Le famiglie dei detenuti vivono in una realtà spesso ignorata, fatta di sacrifici, stigma sociale e difficoltà quotidiane. Restare accanto a chi è in carcere non è una scelta semplice, ma un atto di amore e resistenza. Questo racconto, con l’aiuto di chi lo vive, dà voce a chi, pur non avendo commesso il reato, si trova suo malgrado a scontarne le conseguenze.
Le conseguenze di un reato
Raccontare la realtà dei detenuti e delle loro famiglie significa dare voce a persone spesso dimenticate. Le famiglie, in molti casi, si ritrovano coinvolte in situazioni che non hanno scelto né causato. Eppure, di fronte a tutto questo, l’alternativa quale sarebbe? Abbandonare chi si ama nel momento di maggiore difficoltà? Se è vero che i legami familiari resistono nella gioia e nel dolore, allora il loro sostegno diventa inevitabile.
Spesso, la società tende a emarginare queste persone, il cui unico “errore” è quello di rimanere accanto a chi si trova in carcere. Senza il supporto di una famiglia, il percorso di un detenuto diventa ancora più complesso e il rischio di ricadere negli stessi errori aumenta. La famiglia rappresenta un vero e proprio salvagente, ma stare vicino a chi è in carcere è estremamente difficile. Il cambiamento è improvviso, i rapporti si trasformano senza preavviso e si oscilla continuamente tra il desiderio di allontanarsi e la volontà di restare per offrire un futuro migliore a chi sta scontando una pena.
Molto spesso sono le donne a trovarsi in questa situazione. Basta osservare i social per rendersi conto di come molte di loro cerchino di raccontare il lato nascosto del carcere, condividendo esperienze, emozioni e difficoltà. Dietro ogni detenuto c’è una famiglia che soffre, eppure questa sofferenza raramente viene considerata. I casi mediatici attirano l’attenzione, ma ci si chiede mai come stia la famiglia di chi viene coinvolto? Sui social non esistono sconti: il reato di un compagno, di una madre, di un figlio diventa una condanna anche per chi è rimasto fuori.
La voce di chi lo vive
Un esempio significativo è quello di Giulia Adduci, la moglie di una persona detenuta in attesa di giudizio, quindi ancora non condannata. Eppure, per il solo fatto di avere un marito in carcere, è stata sommersa di commenti negativi sui social. La sua “colpa”? Semplicemente essere rimasta accanto al marito. La società sembra ergersi a tribunale supremo, incapace di distinguere tra chi ha commesso un reato e chi, invece, lo subisce indirettamente.

## [Dati di annotazione sulla posizione degli oggetti]

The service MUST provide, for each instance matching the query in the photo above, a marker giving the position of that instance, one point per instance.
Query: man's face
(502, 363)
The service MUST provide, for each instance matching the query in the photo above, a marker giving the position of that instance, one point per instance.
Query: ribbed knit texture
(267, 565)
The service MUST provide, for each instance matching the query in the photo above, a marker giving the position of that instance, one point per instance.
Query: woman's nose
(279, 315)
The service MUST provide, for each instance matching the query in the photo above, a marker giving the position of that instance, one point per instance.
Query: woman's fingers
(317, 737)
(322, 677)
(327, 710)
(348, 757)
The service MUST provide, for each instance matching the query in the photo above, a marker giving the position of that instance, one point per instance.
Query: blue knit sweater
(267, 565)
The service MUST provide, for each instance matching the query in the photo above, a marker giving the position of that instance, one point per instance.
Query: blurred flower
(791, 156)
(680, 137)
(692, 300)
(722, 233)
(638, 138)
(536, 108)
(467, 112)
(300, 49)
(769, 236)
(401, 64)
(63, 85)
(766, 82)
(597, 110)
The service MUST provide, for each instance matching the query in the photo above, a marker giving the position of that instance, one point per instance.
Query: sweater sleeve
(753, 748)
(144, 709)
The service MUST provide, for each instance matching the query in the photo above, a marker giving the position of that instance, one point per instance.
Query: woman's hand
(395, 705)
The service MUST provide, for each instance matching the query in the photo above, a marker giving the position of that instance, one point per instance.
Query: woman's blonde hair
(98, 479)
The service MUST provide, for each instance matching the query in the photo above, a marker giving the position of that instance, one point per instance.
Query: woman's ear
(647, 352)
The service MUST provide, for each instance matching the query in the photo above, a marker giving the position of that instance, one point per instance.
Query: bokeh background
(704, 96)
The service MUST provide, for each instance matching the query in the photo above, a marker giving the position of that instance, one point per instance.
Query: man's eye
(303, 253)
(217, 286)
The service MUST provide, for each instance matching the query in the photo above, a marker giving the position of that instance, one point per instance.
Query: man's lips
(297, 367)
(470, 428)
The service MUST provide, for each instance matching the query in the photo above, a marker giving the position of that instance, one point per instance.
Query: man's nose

## [Problema breve 1]
Nel testo sulle famiglie dei detenuti, qual è la situazione giudiziaria del marito di Giulia Adduci?
## [Problema breve 2]
Raccogli tutte le righe dei record che contengono la stringa "sweater". Maiuscole e minuscole contano.

## [Risposta corretta 1]
È detenuto in attesa di giudizio, quindi non è ancora stato condannato.

## [Risposta corretta 2]
Query: blue knit sweater
Query: sweater sleeve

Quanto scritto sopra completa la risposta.